Passage provided:
________________

Murder, murder, murder . . . .
Murder, murder, murder . . . .
Remember how Sherlock Holmes inspired the creation of entire generations of detectives? Detectives that were written about in books like Murder Ink? The one thing that so many of those detectives took from Holmes was that they needed to solve murders. Not just fascinating crimes of all types, but only that most sensational and capital of crimes . . . murrrr-derrrrrrrr.
Only one of the cool things about Sherlock Holmes was that he solved mysteries of all sorts. Not just those involving dead bodies. So it was a little disappointing when this week's Elementary started with the police station wrap-up of what sounded like an interesting crime . . . a great scheme involving a Raggedy Ann flash mob . . . that might have made a good robbery, something else cool and classy, but no, it's a murder. And after that murder is wrapped up in a minute or two, we're treated to a bit in beehive country that results in a dead body lying among the hives. Murrrrr-derrrrr.

________________

How to complete this task: Extend the commentary on Elementary's fixation with murder, picking up after its final sentence.

________________

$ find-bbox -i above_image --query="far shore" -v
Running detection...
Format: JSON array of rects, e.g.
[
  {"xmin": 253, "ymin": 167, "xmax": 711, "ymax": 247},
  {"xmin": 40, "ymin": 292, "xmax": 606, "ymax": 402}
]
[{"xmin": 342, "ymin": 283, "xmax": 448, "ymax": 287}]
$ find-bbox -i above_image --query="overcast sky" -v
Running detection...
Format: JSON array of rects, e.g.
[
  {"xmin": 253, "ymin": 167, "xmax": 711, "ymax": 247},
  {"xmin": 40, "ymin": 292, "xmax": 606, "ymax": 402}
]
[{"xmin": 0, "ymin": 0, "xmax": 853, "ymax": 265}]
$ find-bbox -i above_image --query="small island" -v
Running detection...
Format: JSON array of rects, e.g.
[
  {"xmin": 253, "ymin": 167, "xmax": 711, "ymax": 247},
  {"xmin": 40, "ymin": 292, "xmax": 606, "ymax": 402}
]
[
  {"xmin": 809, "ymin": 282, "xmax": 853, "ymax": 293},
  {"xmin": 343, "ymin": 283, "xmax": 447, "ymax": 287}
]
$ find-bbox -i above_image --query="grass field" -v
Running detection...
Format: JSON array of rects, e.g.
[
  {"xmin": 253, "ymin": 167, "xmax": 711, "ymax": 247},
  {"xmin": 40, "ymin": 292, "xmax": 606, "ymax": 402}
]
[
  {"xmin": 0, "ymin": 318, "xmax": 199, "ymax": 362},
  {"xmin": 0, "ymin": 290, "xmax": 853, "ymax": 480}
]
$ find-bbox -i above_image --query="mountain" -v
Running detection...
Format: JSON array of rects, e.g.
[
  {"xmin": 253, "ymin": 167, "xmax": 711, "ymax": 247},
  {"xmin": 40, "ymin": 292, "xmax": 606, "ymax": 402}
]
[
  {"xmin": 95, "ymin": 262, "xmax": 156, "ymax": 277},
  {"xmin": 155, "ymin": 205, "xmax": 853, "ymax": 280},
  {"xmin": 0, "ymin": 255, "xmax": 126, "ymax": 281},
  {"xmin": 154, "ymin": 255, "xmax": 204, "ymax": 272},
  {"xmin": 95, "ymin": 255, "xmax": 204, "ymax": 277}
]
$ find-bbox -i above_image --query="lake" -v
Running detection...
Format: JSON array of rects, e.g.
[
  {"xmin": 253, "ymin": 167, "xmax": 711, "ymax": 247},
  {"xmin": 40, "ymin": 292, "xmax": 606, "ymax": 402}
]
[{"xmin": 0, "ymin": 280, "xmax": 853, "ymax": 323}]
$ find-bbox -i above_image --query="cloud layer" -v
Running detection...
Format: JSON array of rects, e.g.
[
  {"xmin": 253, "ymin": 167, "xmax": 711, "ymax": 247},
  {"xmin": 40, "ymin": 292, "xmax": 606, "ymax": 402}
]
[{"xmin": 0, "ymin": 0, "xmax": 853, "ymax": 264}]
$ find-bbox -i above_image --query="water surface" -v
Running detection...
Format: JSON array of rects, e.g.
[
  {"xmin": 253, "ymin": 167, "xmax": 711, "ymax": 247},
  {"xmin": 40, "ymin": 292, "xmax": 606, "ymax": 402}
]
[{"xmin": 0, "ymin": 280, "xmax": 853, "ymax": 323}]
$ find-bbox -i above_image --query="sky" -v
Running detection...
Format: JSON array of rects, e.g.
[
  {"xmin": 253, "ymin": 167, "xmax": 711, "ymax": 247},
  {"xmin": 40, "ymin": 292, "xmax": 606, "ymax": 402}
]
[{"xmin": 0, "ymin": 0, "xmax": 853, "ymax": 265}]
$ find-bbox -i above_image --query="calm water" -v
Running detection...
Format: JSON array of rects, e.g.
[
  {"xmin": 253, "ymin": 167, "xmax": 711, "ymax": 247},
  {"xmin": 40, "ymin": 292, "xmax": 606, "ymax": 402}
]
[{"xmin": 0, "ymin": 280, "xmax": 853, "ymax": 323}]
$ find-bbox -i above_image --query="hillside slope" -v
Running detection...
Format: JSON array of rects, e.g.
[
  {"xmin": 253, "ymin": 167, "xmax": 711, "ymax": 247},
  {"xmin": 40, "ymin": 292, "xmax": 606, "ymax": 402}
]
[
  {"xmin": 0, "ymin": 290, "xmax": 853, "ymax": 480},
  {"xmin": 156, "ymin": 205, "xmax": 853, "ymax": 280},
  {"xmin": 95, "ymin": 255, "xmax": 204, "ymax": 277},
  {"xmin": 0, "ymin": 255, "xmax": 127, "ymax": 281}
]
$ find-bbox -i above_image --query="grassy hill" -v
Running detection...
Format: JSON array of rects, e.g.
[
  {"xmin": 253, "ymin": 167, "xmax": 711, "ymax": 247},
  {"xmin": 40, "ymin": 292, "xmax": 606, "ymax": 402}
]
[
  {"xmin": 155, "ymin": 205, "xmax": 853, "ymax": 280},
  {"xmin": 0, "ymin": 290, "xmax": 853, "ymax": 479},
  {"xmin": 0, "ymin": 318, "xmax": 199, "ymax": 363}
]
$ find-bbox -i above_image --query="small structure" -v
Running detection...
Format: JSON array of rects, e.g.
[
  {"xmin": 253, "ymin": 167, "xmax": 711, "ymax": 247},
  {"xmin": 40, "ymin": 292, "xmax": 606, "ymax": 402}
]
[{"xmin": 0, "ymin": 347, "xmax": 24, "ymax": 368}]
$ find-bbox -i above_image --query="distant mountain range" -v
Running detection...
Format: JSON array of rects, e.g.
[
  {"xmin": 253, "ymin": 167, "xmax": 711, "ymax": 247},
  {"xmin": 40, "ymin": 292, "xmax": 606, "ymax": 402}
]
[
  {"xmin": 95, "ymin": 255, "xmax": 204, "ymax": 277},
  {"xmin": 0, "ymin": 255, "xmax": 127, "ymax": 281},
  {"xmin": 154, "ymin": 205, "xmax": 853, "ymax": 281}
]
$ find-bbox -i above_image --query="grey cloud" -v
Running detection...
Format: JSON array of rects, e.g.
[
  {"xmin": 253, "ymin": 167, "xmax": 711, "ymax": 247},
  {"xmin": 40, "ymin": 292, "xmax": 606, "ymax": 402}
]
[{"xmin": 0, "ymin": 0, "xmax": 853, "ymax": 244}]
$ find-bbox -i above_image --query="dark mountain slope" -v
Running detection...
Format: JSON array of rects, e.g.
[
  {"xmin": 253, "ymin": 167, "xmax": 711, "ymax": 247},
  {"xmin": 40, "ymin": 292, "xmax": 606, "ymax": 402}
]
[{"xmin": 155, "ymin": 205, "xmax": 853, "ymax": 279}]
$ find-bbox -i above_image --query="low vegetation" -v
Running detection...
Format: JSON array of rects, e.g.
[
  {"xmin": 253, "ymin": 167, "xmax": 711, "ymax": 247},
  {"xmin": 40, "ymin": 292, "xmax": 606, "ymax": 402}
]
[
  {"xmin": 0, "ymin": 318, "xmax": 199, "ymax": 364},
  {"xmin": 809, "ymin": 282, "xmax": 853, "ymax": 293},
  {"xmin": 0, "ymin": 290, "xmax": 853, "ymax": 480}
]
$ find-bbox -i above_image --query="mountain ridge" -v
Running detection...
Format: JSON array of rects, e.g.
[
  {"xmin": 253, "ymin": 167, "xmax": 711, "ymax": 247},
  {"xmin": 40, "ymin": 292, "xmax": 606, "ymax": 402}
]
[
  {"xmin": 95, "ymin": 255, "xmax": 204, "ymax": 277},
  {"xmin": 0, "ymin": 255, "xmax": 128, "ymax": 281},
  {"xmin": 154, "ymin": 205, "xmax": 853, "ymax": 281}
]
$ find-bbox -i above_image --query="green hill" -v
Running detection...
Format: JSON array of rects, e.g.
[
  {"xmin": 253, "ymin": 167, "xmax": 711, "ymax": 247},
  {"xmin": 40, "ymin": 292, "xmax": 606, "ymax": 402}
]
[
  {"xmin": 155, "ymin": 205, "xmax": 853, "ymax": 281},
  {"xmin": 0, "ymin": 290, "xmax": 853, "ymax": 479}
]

________________

Answer to this problem:
And an excuse to get Mr. Elementary hanging out with bees, haranguing Monsanto's stand-in corporation for causing bee colony collapse, and wander through this week's multi-stage murder investigation.
Meanwhile, we're left wondering about Captain Gregson being promoted out of his current job due to all the success Mr. Elementary and Joan have brought him. Of course, his promotion brings the possibility that a wiser replacement might not feel the need to constantly have all these unofficial consultants under foot. Since the showrunners don't seem to want to come back to that subplot, I have a feeling it's their setup for next week's season finale and the necessary cliffhanger there. So it's back to murrrrr-derrrrr.
Maybe it's just me, but Mr. Elementary and Joan even seem a little bored by it all as they wander around talking to bee-related folk. One of them seems a bit testy . . . I'm guessing she's the murderer . . . or possibly her man-person.
"You keep checking your watch . . . " Mr. Elementary says to Joan. Yeah, I bet.
It's no wonder Sherlock Holmes saved bees for his retirement, when he didn't seem to need the mental stimulation quite so badly. Mr. Elementary and Joan don't seem all that stimulated by this bee business, despite its environmental crisis aspects.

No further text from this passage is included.